**Text segment**
For example, with breast cancer, that's a disease that has effective screens. There's mammograms, there's MRIs, and you may choose to do some enhanced screening to increase the chances of picking up a cancer at a low stage and increasing your chance of survival. But you also might decide to have a prophylactic, a preventative surgery, for example, a, a removal of both breasts, a bilateral mastectomy. And with today's reconstructive techniques, with plastic surgery, you can have a host of options regarding reconstruction. Either one of those pathways can lead to a significant decrease in your chance of dying of that cancer.
But then you have other cancers, like ovarian cancer, where there is no effective screen. We can't just image you and figure out who's going to develop a cancer. And in those cases, prophylactic surgery, removal of the tubes and ovaries, has consistently shown to significantly decrease the chance of developing the cancer or the chance of dying of that disease. We have to balance that decision, what age to offer somebody that surgery, be- based on the side effects of premature menopause. And so, for example, with BRCA mutation carriers, we recommend someone get, consider strongly removing their tubes and ovaries by the age of thirty-five to forty, or at the time they're complete childbearing.
But other mutations may have a later onset, for example, BRCA2, where you can delay that prophylactic surgery and do it safer at forty to forty-five years of age, based on the fact that those mutations lead to later onset.

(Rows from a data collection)
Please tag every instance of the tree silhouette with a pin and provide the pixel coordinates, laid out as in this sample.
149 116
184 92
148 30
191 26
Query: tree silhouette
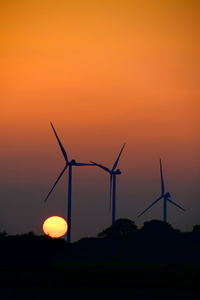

**Work instructions**
A - Please update the part of the passage on cancer prevention that opens with the words "For example, with breast" and closes with "of that cancer.", replacing "mammograms" with "ultrasounds".
B - Decide whether each statement agrees with the passage on cancer prevention, answering yes or no and quoting the words that settle it: (i) Ovarian cancer has an effective screen. (ii) For BRCA2, prophylactic surgery can be delayed to forty to forty-five years of age. (iii) A bilateral mastectomy is given as an example of preventive surgery for breast cancer.
You won't need the rows for this.

**Solutions by task**
A -
For example, with breast cancer, that's a disease that has effective screens. There's ultrasounds, there's MRIs, and you may choose to do some enhanced screening to increase the chances of picking up a cancer at a low stage and increasing your chance of survival. But you also might decide to have a prophylactic, a preventative surgery, for example, a, a removal of both breasts, a bilateral mastectomy. And with today's reconstructive techniques, with plastic surgery, you can have a host of options regarding reconstruction. Either one of those pathways can lead to a significant decrease in your chance of dying of that cancer.

B -
(i) No: "ovarian cancer, where there is no effective screen"
(ii) Yes: "BRCA2, where you can delay that prophylactic surgery and do it safer at forty to forty-five years of age"
(iii) Yes: "a preventative surgery, for example, a, a removal of both breasts, a bilateral mastectomy"